EXCERPTED TEXT START

Psychologists use the term trauma to describe an emotional response to a terrible event like an accident, rape, or natural disaster. Racial trauma, or race-based traumatic stress, refers to the specific mental and emotional harms linked to racism and discrimination. The high rate of people who experience racism, and subsequent racial trauma, highlights the need to address the heinous nature of systemic racism in the US. Race-based trauma is serious and can lead to severe effects, psychologically and medically.
Race-based trauma (or race-based traumatic stress) refers to the emotional and mental injuries that result from continued exposure to racism, ethnic discrimination, racial bias, and hate crimes. In the United States, Black, Indigenous, and People of Color (BIPOC) communities tend to be most vulnerable to racial trauma because of the culture and history of racism in the country, but it’s worth noting that any individual who suffers emotionally because of a racist encounter can experience racial trauma. Racial trauma can happen on a micro or macro scale. Macroaggressions that can cause racial trauma include society-level events or policies that discriminate against Black people, such as examples of police brutality, like the murder of George Floyd in 2020.

EXCERPTED TEXT END

* PROBLEM: List each thing that the passage on racial trauma names as something whose continued exposure results in race-based trauma.

GIVEN INFORMATION START

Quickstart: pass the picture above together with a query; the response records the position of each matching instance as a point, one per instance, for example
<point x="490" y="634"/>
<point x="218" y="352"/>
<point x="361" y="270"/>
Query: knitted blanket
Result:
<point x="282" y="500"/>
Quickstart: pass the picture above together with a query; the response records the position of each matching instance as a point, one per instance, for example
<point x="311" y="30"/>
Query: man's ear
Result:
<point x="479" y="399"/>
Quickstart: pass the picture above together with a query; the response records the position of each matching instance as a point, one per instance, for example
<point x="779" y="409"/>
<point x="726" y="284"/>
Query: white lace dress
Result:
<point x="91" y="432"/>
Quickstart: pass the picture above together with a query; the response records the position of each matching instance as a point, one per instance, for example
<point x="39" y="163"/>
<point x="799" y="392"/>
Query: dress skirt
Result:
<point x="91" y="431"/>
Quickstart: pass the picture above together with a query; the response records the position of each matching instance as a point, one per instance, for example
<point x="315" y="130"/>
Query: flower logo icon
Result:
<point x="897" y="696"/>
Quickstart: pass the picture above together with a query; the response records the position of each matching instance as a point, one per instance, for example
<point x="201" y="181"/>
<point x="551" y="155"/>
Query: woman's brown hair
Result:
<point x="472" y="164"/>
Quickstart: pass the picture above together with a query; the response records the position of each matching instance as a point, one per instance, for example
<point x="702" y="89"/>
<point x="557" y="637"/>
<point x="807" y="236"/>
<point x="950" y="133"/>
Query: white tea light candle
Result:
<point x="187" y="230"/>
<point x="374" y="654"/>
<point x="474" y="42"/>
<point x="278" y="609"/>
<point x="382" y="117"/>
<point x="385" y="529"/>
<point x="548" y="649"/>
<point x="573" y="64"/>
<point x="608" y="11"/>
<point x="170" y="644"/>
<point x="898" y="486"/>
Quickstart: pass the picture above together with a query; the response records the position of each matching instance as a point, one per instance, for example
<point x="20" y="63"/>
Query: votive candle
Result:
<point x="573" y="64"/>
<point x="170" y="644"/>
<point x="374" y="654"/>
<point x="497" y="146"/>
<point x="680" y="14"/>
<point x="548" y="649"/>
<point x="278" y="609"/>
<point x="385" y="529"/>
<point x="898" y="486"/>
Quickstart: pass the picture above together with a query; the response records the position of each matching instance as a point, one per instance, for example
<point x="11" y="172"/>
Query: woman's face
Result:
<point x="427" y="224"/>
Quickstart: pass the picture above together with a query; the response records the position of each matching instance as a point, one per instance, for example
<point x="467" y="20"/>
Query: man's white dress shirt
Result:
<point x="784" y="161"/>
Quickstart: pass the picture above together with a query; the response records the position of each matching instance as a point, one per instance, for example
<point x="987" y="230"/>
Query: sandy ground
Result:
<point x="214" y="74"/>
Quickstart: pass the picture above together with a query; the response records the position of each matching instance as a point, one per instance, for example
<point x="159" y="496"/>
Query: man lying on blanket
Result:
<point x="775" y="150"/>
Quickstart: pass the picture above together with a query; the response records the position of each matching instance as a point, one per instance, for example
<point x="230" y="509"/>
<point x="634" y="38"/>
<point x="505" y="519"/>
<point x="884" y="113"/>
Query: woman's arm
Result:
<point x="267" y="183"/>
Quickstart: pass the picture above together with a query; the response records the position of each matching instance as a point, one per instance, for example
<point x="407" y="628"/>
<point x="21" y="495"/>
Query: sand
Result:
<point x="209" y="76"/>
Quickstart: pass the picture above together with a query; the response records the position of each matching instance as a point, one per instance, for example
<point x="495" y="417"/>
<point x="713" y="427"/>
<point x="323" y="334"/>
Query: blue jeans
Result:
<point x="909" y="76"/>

GIVEN INFORMATION END

* RESULT OF THE EXERCISE:
- Racism
- Ethnic discrimination
- Racial bias
- Hate crimes